■ **TASK REQUIREMENTS**: Every line from the one with "TARGET = white lattice panel" through the end of the records below should be restated word for word, and nothing outside that span.

Collected data:
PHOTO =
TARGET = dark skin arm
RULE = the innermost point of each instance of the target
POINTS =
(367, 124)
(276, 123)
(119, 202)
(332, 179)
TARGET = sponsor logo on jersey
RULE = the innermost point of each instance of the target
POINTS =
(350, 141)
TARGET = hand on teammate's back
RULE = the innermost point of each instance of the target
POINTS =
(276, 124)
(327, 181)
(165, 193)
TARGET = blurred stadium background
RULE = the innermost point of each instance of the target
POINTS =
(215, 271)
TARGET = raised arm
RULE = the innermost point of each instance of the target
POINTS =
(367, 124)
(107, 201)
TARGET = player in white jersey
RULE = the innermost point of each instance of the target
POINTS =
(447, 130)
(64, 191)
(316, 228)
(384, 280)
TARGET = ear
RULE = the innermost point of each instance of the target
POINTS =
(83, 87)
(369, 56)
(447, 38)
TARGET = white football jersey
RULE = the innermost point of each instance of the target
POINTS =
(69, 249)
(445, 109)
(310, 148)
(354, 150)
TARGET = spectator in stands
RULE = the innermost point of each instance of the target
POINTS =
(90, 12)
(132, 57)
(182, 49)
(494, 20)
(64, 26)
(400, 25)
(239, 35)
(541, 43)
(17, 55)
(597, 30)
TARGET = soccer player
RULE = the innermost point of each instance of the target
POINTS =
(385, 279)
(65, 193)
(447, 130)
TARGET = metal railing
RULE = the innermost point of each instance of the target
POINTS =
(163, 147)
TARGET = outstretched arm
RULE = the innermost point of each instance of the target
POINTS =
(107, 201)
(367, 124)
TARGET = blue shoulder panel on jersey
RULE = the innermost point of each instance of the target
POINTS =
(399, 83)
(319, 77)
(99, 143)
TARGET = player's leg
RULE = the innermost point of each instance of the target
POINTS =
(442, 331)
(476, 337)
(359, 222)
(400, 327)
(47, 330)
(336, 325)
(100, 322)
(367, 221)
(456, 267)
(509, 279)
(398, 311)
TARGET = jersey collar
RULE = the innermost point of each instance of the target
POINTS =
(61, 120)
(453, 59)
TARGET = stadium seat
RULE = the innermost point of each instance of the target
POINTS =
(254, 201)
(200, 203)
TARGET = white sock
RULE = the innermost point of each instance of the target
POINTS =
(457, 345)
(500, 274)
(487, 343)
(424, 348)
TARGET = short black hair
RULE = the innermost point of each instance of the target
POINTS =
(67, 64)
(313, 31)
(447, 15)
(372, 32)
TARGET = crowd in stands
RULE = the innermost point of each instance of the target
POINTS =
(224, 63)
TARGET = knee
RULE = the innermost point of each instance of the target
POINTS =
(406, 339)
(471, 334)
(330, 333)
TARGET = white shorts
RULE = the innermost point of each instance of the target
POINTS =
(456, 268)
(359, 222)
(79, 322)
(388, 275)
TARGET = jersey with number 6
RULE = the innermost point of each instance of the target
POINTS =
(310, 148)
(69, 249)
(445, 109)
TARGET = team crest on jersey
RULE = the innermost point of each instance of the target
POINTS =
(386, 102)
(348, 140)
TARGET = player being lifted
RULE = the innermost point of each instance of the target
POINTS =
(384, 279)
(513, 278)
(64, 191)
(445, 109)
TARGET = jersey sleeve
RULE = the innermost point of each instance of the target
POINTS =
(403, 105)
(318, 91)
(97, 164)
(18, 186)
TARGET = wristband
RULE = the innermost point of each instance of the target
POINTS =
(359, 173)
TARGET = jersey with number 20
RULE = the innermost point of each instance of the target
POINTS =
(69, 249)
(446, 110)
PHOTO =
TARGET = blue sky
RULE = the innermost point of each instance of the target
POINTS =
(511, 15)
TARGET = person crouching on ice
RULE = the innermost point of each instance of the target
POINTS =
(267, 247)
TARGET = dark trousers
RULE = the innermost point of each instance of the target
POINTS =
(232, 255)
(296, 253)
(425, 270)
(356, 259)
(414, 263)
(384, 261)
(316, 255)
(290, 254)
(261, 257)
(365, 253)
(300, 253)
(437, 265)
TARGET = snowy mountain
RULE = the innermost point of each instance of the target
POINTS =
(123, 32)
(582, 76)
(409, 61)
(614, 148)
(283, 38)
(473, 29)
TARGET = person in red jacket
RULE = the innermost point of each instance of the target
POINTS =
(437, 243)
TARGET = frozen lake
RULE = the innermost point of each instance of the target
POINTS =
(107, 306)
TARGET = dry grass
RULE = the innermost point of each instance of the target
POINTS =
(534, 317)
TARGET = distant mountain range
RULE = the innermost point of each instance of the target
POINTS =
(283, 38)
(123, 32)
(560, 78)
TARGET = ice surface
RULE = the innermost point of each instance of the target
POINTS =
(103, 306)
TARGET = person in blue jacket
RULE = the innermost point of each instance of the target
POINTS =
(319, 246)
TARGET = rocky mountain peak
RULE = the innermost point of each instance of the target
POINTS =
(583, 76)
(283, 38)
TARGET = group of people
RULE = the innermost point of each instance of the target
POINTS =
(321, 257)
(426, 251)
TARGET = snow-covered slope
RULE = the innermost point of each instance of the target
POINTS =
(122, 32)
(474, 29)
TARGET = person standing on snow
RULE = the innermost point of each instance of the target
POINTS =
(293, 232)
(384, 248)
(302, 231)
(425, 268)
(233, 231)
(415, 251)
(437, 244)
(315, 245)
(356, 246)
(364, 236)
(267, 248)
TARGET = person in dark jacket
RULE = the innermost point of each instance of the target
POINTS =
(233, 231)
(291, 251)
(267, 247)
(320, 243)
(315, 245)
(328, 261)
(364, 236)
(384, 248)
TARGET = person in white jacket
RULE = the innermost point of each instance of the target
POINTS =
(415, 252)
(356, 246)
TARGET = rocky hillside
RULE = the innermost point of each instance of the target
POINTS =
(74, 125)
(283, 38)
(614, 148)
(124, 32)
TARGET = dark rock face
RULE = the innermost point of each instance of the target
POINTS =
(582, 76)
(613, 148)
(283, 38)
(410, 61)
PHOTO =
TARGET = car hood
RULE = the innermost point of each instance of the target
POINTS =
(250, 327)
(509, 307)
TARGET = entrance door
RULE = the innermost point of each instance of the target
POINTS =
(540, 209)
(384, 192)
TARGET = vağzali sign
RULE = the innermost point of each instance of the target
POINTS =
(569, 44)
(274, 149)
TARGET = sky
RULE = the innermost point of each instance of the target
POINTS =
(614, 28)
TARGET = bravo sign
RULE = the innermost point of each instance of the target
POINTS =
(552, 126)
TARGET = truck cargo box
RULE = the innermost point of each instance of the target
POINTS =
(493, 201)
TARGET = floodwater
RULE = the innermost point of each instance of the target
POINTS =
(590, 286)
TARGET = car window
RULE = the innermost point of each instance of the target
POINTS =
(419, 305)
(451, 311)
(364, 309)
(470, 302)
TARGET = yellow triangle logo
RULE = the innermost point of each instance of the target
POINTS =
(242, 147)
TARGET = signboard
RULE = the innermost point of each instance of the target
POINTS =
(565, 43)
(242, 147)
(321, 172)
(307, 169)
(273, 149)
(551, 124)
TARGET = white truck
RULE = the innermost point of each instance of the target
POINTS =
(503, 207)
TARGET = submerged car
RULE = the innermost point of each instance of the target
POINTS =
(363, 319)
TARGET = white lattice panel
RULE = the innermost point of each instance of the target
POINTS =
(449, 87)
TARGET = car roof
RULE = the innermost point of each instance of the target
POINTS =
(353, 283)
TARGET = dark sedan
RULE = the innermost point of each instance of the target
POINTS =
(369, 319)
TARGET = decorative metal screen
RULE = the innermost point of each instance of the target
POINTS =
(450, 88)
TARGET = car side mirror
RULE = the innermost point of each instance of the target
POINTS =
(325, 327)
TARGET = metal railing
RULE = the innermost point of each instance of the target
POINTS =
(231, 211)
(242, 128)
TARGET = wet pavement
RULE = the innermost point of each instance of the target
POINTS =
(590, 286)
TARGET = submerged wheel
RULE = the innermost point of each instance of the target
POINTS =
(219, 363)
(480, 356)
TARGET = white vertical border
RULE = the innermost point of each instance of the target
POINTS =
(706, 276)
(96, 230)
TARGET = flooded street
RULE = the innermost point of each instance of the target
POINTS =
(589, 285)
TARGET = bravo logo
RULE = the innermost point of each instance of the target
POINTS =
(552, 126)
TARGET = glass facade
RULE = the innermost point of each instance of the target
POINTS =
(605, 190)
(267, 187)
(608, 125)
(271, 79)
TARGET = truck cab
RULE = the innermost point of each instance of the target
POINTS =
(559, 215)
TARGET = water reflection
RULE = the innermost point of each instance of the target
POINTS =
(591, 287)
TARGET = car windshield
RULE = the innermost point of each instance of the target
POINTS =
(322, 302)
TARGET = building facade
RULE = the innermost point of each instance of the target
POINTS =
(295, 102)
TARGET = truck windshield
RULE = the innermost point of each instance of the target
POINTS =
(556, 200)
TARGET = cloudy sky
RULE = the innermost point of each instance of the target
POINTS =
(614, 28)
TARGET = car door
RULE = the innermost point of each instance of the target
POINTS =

■ **SOLUTION FOR THIS PROBLEM**:
TARGET = white lattice panel
RULE = the innermost point of each instance of the target
POINTS =
(449, 87)
TARGET = car roof
RULE = the innermost point of each instance of the target
POINTS =
(353, 283)
TARGET = dark sedan
RULE = the innermost point of each instance of the target
POINTS =
(369, 319)
TARGET = decorative metal screen
RULE = the innermost point of each instance of the target
POINTS =
(450, 88)
TARGET = car side mirror
RULE = the innermost point of each instance of the target
POINTS =
(325, 327)
TARGET = metal railing
RULE = the innermost point of each instance of the target
POINTS =
(231, 211)
(242, 128)
TARGET = wet pavement
RULE = the innermost point of each instance of the target
POINTS =
(590, 286)
TARGET = submerged wheel
RULE = the innermost point of each instance of the target
POINTS =
(219, 363)
(480, 356)
TARGET = white vertical border
RULE = the innermost point of each instance of the target
POINTS =
(706, 276)
(96, 230)
TARGET = flooded street
RULE = the innermost point of each instance of the target
POINTS =
(589, 285)
TARGET = bravo logo
RULE = the innermost point of each instance of the target
POINTS =
(552, 126)
TARGET = glass facade
RULE = the innermost point of each instance of the target
POINTS =
(605, 190)
(267, 187)
(608, 125)
(271, 79)
TARGET = truck cab
RULE = the innermost point of each instance of the target
POINTS =
(559, 215)
TARGET = water reflection
RULE = the innermost point of each instance of the target
POINTS =
(591, 287)
TARGET = car windshield
RULE = the innermost point of each instance of the target
POINTS =
(322, 302)
TARGET = building facade
RULE = the innermost point of each instance of the target
POINTS =
(295, 102)
TARGET = truck windshield
RULE = the innermost point of each instance of the target
POINTS =
(556, 200)
TARGET = cloudy sky
RULE = the innermost point of each instance of the target
POINTS =
(614, 28)
TARGET = car door
RULE = the innermost point of each instance of the target
POINTS =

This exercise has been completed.